■ Data to examine:

################

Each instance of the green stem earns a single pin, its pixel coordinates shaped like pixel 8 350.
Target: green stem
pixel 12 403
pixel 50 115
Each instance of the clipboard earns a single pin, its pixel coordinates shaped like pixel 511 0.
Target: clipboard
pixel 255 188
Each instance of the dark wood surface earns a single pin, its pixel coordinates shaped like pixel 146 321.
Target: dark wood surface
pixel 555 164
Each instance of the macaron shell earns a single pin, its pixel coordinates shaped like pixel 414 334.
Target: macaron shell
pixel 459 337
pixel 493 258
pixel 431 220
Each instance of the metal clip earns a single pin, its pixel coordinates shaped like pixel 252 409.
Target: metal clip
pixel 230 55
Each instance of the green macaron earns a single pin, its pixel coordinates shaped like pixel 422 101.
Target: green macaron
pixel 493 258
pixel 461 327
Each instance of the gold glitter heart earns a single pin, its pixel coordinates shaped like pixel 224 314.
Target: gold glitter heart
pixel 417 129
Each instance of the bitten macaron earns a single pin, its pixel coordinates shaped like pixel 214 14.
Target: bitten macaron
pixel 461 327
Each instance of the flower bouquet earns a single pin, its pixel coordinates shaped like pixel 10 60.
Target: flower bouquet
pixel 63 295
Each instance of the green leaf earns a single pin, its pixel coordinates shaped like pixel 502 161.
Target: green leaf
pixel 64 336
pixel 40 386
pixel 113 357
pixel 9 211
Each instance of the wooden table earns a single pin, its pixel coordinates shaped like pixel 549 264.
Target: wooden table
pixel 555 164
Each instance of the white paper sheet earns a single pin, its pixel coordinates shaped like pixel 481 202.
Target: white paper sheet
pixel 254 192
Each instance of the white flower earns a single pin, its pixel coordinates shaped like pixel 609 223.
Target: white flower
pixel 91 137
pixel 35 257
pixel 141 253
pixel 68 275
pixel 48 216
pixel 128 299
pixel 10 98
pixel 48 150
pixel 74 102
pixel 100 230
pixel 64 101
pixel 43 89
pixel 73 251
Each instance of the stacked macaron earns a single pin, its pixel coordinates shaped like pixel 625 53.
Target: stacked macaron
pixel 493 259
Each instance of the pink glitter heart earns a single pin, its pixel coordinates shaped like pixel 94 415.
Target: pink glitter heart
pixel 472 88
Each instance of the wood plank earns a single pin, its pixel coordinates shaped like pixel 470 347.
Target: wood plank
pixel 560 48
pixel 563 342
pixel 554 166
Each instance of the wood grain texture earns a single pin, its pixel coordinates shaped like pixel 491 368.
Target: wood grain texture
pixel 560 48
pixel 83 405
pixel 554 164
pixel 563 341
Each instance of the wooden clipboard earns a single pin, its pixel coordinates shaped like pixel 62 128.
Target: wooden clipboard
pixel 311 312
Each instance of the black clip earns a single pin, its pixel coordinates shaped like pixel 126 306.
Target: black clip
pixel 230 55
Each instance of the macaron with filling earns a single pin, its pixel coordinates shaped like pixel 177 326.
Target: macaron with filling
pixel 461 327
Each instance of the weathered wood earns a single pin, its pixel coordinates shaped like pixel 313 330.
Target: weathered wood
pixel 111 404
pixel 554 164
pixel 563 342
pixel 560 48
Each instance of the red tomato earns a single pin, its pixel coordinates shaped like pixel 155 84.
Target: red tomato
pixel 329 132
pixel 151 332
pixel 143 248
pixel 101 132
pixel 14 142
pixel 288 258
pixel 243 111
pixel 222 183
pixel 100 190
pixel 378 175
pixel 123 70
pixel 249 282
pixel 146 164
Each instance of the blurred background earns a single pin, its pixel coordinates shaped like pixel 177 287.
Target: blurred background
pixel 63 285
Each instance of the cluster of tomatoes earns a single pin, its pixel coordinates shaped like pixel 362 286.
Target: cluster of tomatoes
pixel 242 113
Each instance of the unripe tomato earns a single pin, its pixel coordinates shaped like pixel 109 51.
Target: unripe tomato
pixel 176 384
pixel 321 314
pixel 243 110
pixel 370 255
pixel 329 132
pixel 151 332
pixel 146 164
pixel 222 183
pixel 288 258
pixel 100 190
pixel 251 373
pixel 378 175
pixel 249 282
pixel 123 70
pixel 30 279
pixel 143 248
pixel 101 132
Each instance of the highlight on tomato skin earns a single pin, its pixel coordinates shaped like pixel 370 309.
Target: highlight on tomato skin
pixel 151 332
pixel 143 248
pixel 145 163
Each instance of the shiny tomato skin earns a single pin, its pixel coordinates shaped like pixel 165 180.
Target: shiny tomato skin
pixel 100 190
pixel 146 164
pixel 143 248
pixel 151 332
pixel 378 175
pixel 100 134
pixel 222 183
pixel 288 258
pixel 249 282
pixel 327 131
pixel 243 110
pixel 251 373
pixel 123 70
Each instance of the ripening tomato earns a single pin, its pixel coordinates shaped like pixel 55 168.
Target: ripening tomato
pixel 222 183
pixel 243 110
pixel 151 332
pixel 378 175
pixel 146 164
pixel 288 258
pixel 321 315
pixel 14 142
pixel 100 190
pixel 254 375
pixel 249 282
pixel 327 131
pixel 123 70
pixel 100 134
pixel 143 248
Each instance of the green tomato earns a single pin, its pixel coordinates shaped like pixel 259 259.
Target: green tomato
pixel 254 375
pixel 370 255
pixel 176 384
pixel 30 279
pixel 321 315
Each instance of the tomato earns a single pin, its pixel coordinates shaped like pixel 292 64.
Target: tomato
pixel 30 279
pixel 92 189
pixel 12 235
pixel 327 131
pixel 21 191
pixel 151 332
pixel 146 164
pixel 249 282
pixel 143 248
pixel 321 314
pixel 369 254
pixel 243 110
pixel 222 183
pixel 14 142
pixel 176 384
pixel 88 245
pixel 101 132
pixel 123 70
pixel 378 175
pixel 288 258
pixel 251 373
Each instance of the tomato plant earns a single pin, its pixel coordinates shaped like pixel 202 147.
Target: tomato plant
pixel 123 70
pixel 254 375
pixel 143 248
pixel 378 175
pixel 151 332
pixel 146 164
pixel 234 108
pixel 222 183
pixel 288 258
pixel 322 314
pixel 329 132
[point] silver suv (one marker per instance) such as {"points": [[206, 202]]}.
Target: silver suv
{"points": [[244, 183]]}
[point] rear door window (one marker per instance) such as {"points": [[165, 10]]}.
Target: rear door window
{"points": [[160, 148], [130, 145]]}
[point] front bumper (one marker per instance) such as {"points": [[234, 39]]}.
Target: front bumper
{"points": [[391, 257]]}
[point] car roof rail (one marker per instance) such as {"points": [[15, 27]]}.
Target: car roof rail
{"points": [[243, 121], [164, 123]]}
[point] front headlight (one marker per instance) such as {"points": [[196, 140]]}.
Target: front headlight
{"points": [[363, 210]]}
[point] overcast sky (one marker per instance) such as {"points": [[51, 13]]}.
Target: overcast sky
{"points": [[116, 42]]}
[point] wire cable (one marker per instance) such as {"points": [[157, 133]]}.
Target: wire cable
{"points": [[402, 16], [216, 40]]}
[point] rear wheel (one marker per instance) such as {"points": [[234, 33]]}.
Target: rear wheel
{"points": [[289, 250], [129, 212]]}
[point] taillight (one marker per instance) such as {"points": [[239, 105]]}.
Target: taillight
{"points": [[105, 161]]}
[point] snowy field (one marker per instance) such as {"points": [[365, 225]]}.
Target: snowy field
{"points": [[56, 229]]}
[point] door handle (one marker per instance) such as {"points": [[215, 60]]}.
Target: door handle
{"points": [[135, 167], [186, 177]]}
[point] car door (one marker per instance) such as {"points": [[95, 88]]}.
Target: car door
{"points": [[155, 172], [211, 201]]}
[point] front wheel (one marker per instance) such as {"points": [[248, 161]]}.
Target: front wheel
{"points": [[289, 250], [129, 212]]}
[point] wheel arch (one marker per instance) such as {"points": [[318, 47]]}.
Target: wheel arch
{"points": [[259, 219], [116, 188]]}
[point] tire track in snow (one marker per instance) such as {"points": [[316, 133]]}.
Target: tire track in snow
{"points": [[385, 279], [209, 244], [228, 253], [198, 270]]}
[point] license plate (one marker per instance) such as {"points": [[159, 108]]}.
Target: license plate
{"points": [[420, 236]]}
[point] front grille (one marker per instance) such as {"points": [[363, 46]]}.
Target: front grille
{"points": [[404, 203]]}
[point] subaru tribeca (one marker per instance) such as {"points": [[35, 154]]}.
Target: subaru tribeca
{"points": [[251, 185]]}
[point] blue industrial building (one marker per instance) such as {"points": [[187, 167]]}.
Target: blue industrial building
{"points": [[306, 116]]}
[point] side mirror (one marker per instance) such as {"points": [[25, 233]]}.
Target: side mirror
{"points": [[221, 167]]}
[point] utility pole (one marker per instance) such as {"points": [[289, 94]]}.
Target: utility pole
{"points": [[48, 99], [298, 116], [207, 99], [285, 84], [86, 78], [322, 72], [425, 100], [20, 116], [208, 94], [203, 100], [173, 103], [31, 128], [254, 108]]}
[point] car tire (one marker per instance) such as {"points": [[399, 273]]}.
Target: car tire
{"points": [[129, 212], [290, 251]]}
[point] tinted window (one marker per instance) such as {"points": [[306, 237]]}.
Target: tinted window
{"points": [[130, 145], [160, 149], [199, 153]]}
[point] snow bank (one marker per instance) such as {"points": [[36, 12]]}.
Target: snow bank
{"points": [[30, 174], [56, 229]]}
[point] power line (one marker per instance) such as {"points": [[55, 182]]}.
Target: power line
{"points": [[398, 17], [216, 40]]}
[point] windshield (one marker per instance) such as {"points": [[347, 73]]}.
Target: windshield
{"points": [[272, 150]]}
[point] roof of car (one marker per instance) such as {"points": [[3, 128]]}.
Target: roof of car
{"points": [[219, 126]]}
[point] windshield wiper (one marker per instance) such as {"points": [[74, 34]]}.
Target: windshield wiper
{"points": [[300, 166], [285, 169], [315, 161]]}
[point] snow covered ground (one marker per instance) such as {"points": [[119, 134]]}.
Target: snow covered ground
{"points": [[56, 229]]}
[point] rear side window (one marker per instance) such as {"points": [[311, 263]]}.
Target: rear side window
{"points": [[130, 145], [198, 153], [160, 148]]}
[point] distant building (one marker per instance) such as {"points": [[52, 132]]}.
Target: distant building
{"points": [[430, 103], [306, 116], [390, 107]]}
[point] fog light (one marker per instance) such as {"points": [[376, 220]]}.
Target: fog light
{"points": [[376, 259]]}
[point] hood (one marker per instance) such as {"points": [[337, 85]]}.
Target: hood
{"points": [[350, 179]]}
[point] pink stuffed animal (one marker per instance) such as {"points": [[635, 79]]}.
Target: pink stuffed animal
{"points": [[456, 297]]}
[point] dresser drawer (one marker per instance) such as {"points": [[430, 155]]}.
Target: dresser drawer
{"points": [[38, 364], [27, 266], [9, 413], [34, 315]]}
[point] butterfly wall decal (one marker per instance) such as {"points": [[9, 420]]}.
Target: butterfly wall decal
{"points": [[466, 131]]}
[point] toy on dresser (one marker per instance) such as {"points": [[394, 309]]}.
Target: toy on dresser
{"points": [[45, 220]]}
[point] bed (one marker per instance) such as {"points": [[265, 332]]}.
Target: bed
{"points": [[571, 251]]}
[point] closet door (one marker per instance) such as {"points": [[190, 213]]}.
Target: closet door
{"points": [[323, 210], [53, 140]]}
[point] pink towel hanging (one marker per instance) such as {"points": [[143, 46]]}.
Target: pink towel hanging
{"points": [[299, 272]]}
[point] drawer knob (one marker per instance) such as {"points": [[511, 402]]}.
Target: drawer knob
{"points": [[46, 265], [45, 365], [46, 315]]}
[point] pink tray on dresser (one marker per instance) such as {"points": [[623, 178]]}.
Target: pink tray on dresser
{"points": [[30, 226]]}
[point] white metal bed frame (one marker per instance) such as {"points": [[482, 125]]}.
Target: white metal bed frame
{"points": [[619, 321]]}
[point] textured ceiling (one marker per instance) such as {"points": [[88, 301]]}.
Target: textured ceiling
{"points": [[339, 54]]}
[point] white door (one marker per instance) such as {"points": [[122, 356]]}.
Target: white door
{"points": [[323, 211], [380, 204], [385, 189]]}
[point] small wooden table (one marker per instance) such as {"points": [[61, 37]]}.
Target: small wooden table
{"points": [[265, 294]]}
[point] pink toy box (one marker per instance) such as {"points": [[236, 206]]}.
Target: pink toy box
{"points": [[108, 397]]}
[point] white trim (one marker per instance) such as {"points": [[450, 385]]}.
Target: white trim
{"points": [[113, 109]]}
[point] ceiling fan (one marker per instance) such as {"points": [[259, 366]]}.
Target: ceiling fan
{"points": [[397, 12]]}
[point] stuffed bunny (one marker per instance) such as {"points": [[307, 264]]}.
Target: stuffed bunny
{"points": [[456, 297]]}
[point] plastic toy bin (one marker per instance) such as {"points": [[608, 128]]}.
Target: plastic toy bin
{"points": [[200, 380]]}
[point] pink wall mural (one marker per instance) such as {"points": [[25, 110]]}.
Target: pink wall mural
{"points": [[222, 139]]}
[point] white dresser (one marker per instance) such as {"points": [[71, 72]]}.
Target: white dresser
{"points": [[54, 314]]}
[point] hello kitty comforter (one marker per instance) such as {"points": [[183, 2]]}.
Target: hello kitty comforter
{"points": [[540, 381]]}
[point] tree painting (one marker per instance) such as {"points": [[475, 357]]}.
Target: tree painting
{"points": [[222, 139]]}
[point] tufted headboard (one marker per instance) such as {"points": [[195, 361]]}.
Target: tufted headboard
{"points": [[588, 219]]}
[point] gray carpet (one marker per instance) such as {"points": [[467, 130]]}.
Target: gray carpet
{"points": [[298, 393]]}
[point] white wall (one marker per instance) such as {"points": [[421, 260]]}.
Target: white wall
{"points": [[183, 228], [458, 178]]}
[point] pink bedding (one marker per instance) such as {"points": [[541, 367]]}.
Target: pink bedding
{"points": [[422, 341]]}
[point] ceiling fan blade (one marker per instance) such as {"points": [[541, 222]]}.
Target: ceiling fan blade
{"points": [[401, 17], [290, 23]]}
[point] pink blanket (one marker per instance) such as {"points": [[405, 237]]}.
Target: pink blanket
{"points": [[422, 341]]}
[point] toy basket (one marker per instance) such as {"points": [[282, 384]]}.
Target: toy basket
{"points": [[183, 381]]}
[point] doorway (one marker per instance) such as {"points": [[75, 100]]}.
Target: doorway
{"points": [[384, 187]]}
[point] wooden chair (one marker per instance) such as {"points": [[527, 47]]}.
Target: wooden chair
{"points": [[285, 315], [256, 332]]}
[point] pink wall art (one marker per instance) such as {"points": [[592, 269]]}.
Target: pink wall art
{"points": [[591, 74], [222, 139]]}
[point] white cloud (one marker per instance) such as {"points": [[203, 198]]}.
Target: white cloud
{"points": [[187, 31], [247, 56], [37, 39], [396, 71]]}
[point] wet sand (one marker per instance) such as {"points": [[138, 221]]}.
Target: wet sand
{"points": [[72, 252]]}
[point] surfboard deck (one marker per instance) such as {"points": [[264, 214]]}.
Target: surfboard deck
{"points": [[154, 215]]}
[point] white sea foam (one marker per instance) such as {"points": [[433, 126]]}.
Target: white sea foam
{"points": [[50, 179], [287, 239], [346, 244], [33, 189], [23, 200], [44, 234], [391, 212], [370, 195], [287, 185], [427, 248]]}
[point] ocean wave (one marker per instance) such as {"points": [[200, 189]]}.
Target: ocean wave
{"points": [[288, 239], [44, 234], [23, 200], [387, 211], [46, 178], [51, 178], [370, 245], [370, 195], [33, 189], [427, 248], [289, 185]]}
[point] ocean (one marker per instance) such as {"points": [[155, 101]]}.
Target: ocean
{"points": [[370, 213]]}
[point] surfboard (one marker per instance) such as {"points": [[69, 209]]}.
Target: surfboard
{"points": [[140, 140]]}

################

■ Your objective:
The line containing "[point] pink blanket" and each line after it through the end of the listing above must be printed exactly, with nothing added.

■ Response area:
[point] pink blanket (one marker per instance) such as {"points": [[405, 237]]}.
Target: pink blanket
{"points": [[422, 341]]}
[point] toy basket (one marker per instance) such as {"points": [[282, 384]]}.
Target: toy basket
{"points": [[183, 381]]}
[point] doorway (one marker per instance) such as {"points": [[75, 100]]}.
Target: doorway
{"points": [[384, 187]]}
[point] wooden chair (one marker per instance) such as {"points": [[527, 47]]}.
Target: wooden chair
{"points": [[285, 315], [256, 332]]}
[point] pink wall art (one marker per instance) such as {"points": [[592, 269]]}.
Target: pink wall art
{"points": [[591, 74], [222, 139]]}
[point] white cloud (one marker per instance) such as {"points": [[203, 198]]}.
Target: white cloud
{"points": [[187, 31], [247, 56], [37, 39], [396, 71]]}
[point] wet sand (one marker per instance) such as {"points": [[138, 221]]}.
Target: wet sand
{"points": [[72, 252]]}
[point] surfboard deck (one marker per instance) such as {"points": [[264, 214]]}.
Target: surfboard deck
{"points": [[154, 215]]}
[point] white sea foam (one marker per instance) such as {"points": [[433, 126]]}.
Target: white sea foam
{"points": [[50, 179], [287, 239], [346, 244], [33, 189], [23, 200], [44, 234], [391, 212], [370, 195], [287, 185], [427, 248]]}
[point] ocean wave (one marker per instance) such as {"points": [[200, 189]]}.
Target: ocean wave
{"points": [[288, 239], [44, 234], [23, 200], [387, 211], [46, 178], [51, 178], [370, 245], [370, 195], [33, 189], [427, 248], [289, 185]]}
[point] ocean (one marker per instance) such as {"points": [[155, 101]]}.
Target: ocean
{"points": [[370, 213]]}
[point] surfboard (one marker per instance) such as {"points": [[69, 209]]}.
Target: surfboard
{"points": [[140, 140]]}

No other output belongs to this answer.